[AIM OF THE EXERCISE]
The line with "In this picture, where can the boulder", the line with "In this picture, where can the rock be", and all lines between them in the material below: return these exactly, and no others.

[SUPPLIED DATA]
■ ■ ■ ■
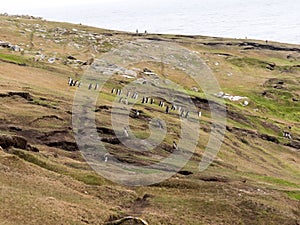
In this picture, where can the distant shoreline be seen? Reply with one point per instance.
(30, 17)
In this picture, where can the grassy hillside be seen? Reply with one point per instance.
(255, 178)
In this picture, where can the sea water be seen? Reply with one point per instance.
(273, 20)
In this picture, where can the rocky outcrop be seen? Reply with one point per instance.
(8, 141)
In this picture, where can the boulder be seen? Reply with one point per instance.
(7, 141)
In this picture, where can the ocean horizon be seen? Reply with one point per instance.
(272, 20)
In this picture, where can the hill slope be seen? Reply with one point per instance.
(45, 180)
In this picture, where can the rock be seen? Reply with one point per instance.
■ ■ ■ ■
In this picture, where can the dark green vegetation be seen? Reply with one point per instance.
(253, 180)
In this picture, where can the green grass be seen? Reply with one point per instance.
■ ■ ■ ■
[THE ANSWER]
In this picture, where can the boulder be seen? Reply with one point per instance.
(7, 141)
In this picture, where can the ocean horizon be seen? Reply with one point per instance.
(272, 20)
In this picture, where can the hill slope be seen? Reply with one point per instance.
(45, 180)
In this picture, where can the rock be seen? Reply with one point per instance.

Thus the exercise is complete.